■ TEKS HALAMAN:
----------------------------------------
Rabu, 27 Desember 2017

Pengertian Tentang Wudhu Menurut Imam Syafi'i Dan Imam Hanafi


TENTANG WUDHU











Maksud di sini adalah penjelasan tengtang Hukum-hukum, Syarat-syarat, Sifat (Cara-cara) Wudhu dan persiapan untuk mengerjakan nya. Kat(الوضوء)Wudhu berasal dari Kata (الوضاءة) Al Wadha'ah yang berarti Bersih dan Cerah. 
Lalu beliu (Imam Bukhori) mengisyaratkan dengan perkatan nya, "Tentang Wudhu" akan danya perselisihan antara Ulama Salaf mengenai ayat di atas. Mayoritas mereka berpendapat, bahwa sebagian makna ayat tersebut tida di sebutkan secara tekstual (dihilangkan) sehingga ayat tersebut adalah إذاقمتم إلئ الصلاةمحدثين "(jika kamu hendak mengerjakan shalat sedangkan kamu dalam keadaan berhadats).
Akan tetapi ulama lain berpendapat " Sesungguhnya perintah untuk berwudhu dalam ayat itu berlaku secara umum (baik yang berhadats maupun yang tida). tanpa ada bagian yang di hilangkan. Hanya saja perintah ituh hukumnya Wajib bagi mereka yang berhadats, sedangkan bagi meraka yang tida berhadats hukumnya Sunah. Lalu sebagian ulama juga mengatakan "Dahulunya wudhu itu wajib pula dilakukan bagi meraka yang tida berhadats pula, namun kemudian hukumnya di hapus sehingga menjadi Sunah".
Pendapat terahir ini diperkuat oleh hadis yang diriwayatkan Abdullah Bin Abdullah Bin Umar Bin Al Khathab, bahwa Asma' Binti Zaid Bin Al Khathab bercerita kepada bapaknya--yakni Abdullah Bin Umar bahwa-Abdullah Bin Hanzhalah Al Anshari menceritakan kepadanya, "Sesungguhnya Rosullulah SAW telah di perinthkan untuk berwudhu pada setiap kali hendak shalat baik dalam keadan suci (tida berhadats) maupun dalam keadan tida suci (berhadats). Ketika hal ituh memberatkan beliau, maka kewajiban itu di hapus kecuali dalam keadaan berhadats."
----------------------------------------
■ DATA YANG DITAMPILKAN:

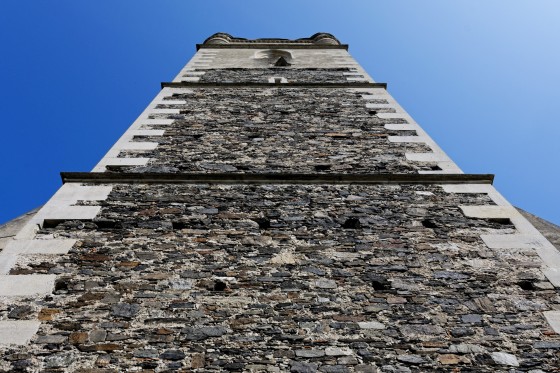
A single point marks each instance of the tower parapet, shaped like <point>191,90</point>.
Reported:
<point>275,209</point>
----------------------------------------
■ PETUNJUK PENGERJAAN:
a) Tentukan apakah setiap pernyataan berikut sesuai dengan teks tentang wudhu, lalu jawab ya atau tidak disertai kutipan persis kata-kata teks yang menentukannya: (i) Kata wudhu berasal dari kata yang berarti bersih dan cerah. (ii) Menurut ulama lain, perintah berwudhu hukumnya wajib bagi mereka yang tidak berhadats. (iii) Pendapat terakhir diperkuat oleh hadis yang diriwayatkan Abdullah Bin Abdullah Bin Umar Bin Al Khathab.
b) Lanjutkan teks tentang wudhu itu mulai sesudah kalimat terakhirnya.
Daftar di atas sama sekali tidak berperan dalam hal ini.

■ JAWABAN AKHIR:
a)
(i) Ya: "Al Wadha'ah yang berarti Bersih dan Cerah".
(ii) Tidak: "sedangkan bagi meraka yang tida berhadats hukumnya Sunah".
(iii) Ya: "Pendapat terahir ini diperkuat oleh hadis yang diriwayatkan Abdullah Bin Abdullah Bin Umar Bin Al Khathab".

b)
Sementara dalam riwayat Muslim dari hadits Abu Buraidah disebutkan, "Dahulunya Nabi SAW berwudu setiap kali hendak shalat, namun pada saat penaklukan kota Makkah, beliau melakukan beberapa kali shalat dengan satu kali wudhu, maka Umar berkata kepadanya, "Sesungguhnya engkau telah melakukan sesuatu yang sebelumnya tida pernah engkau lakukan tida pernah engkau lakukan," beliau SAW menjawab "Aku sengaja melakukannya", yaitu untuk menjelaskan bahwa hal itu diperbolehkan.
Dalam pembahasan selanjut nya Anas menjelaskan dalam haditsnya bahawa "Berwudhu Bukan Karena Hadats".
 Selanjutnya para ulama berpendapat berbeda mengenai faktor yang mewajibkan ber wudhu. sebagian mereka mengatakan,"wudhu itu wajib bila sedang berhadats sebagai suatu kewajiban muassa" ada pula yang mengatakan wudhu itu menjadi wajib sebab seperti yang di atas, dan apa bila hendak melakukan shalat. pandangan ini di kuatkan pada para ulama pengikut madzhab Imam Syafi'i. ada pula yang berpendapat bahwa wudhu di wajibkan ketika hendak melakukan shalat pendapat ini di dukung oleh hadist yang di riwayatkan para ulama penulis kitab sunan, dari hadist Ibnu Abbas dari Nabi SAW, "Sesungguhnya Aku diperintah wudhu jika hendak melaksanakan shalat".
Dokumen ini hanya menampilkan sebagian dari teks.